## Task input

————

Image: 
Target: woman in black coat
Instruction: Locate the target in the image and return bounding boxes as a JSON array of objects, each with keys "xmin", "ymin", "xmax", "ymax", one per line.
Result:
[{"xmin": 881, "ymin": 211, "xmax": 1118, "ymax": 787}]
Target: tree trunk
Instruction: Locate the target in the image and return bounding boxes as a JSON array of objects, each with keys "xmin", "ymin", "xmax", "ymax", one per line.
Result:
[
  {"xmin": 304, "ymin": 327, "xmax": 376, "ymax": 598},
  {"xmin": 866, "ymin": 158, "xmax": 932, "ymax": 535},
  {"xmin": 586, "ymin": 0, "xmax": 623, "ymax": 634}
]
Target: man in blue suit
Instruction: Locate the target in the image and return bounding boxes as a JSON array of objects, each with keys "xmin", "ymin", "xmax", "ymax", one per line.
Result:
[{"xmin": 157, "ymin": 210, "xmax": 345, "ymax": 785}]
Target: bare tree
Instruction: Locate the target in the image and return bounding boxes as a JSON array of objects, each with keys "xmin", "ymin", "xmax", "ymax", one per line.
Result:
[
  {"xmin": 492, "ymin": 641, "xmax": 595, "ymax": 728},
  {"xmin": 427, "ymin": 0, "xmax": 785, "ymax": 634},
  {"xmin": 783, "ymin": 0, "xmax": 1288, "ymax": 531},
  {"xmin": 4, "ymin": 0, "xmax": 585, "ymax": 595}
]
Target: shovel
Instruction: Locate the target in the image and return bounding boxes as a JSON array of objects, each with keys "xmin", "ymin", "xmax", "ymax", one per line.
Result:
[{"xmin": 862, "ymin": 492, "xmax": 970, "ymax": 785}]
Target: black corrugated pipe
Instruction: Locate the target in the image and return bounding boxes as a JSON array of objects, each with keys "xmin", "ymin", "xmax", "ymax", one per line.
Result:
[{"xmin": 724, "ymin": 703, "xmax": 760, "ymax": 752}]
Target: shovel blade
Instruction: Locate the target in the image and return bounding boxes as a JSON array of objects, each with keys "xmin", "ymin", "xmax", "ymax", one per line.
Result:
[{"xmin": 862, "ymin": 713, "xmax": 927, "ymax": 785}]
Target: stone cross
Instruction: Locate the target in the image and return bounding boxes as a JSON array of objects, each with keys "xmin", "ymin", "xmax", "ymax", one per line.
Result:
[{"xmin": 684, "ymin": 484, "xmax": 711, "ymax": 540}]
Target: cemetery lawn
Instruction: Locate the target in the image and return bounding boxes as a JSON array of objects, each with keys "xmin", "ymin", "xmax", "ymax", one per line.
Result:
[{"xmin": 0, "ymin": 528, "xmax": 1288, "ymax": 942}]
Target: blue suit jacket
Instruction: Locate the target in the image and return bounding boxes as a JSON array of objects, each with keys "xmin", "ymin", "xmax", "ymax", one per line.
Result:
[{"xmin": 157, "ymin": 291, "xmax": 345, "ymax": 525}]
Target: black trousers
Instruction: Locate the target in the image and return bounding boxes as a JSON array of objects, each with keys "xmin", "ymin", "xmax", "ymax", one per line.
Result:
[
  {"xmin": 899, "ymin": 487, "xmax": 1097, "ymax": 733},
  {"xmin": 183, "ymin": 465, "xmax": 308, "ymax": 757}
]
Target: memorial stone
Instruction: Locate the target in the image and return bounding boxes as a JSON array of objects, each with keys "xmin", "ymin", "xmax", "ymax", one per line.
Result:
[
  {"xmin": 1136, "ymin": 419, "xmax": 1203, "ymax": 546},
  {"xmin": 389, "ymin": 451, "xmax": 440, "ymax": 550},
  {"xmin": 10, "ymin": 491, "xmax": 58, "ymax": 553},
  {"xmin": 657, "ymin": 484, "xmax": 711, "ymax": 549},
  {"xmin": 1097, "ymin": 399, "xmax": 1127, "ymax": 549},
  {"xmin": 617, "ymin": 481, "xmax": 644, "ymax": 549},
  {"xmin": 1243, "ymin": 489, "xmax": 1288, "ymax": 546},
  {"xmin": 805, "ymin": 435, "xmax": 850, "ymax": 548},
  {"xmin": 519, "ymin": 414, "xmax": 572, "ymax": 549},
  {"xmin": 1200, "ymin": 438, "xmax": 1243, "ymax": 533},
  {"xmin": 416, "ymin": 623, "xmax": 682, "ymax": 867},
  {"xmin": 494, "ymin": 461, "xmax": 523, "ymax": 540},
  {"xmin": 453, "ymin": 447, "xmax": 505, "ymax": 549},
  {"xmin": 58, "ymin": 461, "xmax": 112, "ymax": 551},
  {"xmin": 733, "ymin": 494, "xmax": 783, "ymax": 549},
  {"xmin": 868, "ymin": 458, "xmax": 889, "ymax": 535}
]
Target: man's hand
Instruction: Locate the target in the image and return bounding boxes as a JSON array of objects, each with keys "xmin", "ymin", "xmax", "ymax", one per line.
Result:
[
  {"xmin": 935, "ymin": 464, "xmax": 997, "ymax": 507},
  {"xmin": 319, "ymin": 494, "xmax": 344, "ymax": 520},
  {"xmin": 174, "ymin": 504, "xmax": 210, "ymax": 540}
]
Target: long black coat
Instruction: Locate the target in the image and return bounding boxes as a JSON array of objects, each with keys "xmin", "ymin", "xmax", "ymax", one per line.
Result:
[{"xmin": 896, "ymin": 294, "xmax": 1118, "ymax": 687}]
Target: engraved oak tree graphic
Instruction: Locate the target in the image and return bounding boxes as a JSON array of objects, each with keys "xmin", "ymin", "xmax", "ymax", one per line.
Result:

————

Rewrite the lines of the material from the line with "Target: engraved oak tree graphic" through the end of the material, substituting "maple" for "oak" and leaving everything else unchanged. Give only those lines.

## Final result
Target: engraved maple tree graphic
Instruction: Locate the target in the image and return bounding boxes as a JSON array of objects, each with keys "xmin", "ymin", "xmax", "ymax", one per line.
Result:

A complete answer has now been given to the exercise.